**YOUR TASK:**
Write out, please, the line containing "Check that every instance of the woman" together with all lines after it, up to and including the last one, with no other output.

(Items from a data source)
....
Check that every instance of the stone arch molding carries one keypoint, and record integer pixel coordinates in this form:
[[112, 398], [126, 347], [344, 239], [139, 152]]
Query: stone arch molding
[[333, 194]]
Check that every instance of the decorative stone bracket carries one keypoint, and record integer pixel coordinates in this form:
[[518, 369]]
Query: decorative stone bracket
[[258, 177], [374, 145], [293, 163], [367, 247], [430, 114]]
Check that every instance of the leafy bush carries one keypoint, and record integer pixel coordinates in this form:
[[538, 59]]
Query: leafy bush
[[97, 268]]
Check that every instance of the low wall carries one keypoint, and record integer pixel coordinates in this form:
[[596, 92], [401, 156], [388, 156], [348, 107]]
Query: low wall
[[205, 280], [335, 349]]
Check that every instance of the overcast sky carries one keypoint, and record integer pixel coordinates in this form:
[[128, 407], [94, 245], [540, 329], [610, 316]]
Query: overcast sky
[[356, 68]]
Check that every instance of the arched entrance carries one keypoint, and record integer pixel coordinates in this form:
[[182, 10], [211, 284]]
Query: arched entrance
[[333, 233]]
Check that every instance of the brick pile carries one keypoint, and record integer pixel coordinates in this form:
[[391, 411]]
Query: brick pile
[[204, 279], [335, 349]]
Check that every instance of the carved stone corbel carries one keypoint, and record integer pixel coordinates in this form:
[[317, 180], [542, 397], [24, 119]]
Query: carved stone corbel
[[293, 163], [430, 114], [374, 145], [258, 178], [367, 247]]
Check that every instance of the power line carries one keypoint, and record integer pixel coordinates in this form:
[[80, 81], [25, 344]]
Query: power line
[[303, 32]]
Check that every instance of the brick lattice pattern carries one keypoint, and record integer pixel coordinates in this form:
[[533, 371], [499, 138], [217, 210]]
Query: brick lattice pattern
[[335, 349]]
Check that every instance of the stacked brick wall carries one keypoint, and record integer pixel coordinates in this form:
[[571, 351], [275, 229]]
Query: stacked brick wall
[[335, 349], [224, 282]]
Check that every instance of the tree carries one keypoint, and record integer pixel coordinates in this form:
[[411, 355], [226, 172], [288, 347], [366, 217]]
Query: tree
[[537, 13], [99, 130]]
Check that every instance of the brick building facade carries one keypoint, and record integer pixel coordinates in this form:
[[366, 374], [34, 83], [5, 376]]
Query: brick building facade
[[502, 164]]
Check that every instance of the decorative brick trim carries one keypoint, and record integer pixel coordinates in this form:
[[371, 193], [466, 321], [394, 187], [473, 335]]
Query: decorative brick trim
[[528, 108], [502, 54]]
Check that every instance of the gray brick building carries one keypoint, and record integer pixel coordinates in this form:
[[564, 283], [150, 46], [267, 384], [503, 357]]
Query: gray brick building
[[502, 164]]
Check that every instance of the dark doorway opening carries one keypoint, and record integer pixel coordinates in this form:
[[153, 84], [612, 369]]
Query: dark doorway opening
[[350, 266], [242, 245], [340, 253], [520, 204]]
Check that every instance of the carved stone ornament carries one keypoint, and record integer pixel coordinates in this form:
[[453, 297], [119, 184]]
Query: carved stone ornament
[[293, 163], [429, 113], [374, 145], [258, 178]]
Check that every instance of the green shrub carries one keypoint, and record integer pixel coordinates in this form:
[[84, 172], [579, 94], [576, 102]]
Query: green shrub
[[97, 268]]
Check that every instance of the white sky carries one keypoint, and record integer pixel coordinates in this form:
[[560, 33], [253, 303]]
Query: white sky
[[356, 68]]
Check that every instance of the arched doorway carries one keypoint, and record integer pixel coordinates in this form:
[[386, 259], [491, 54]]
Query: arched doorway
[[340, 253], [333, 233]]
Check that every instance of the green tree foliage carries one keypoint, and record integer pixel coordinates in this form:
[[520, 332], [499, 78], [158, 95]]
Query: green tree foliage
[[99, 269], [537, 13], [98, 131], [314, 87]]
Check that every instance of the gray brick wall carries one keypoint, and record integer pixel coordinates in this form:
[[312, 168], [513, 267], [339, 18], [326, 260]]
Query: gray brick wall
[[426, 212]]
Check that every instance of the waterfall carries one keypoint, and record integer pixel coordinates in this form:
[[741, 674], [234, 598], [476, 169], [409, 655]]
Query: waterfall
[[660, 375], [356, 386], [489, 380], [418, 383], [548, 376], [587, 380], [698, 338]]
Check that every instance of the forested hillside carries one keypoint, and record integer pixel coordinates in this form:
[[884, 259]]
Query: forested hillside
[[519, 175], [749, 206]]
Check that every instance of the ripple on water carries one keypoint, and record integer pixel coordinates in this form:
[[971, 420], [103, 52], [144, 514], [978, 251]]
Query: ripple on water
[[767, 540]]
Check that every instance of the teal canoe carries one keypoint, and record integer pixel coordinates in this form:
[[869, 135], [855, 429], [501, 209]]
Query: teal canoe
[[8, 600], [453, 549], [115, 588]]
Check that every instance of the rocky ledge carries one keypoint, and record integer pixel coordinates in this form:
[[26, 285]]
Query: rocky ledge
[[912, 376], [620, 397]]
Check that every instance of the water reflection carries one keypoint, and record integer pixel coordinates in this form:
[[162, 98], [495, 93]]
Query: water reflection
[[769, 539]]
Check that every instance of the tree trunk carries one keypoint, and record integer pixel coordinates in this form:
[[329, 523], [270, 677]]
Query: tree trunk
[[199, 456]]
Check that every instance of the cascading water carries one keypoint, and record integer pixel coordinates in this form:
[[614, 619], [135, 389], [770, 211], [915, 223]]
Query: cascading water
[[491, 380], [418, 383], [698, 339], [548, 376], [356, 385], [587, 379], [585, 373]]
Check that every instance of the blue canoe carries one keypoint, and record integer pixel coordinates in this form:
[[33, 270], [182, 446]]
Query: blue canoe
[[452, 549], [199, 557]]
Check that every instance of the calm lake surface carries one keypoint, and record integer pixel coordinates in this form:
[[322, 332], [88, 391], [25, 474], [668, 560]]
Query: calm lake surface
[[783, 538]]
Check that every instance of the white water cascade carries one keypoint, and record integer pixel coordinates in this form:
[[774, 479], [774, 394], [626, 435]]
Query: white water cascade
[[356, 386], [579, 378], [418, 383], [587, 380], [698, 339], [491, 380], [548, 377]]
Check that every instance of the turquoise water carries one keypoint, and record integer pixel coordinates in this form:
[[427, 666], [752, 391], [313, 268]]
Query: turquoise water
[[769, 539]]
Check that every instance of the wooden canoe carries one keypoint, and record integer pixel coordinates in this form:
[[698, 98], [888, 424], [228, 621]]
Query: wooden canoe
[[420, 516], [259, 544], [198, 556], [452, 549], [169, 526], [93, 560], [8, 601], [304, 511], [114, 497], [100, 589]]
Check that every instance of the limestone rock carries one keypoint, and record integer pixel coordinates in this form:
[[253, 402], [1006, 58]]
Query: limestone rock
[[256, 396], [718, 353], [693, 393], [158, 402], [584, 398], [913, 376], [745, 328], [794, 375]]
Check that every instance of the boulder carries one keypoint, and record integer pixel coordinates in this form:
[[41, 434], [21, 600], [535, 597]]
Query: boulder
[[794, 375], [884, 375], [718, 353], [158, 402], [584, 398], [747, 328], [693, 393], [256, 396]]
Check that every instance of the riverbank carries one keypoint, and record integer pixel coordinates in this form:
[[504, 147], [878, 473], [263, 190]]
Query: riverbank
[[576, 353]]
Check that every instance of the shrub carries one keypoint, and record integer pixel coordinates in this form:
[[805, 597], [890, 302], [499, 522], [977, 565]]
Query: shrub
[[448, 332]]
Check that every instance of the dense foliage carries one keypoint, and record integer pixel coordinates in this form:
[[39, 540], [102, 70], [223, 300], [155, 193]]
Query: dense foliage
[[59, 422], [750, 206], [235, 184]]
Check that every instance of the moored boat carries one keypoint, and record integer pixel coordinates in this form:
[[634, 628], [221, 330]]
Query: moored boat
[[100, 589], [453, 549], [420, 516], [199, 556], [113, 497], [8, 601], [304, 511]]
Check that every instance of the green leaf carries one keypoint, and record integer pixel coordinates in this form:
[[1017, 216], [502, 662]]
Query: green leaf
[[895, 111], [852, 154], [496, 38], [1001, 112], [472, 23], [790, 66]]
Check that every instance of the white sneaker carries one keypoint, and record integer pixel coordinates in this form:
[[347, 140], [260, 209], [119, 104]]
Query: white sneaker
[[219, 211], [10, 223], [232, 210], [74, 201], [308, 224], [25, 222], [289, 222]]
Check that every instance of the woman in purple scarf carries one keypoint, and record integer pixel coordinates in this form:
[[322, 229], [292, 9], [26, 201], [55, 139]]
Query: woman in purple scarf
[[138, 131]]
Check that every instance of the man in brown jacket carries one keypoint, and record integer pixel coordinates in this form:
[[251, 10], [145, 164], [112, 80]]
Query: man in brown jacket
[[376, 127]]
....
**REPLY:**
Check that every instance of the woman in purple scarf carries one keypoint, and record integer pixel coordinates in this form:
[[322, 229], [292, 9], [26, 201], [55, 139]]
Query: woman in purple scarf
[[138, 131]]
Check that every instance of the man in brown jacket carries one keypoint, and record integer pixel coordinates in this form:
[[251, 10], [145, 164], [112, 80]]
Query: man in brown jacket
[[376, 127]]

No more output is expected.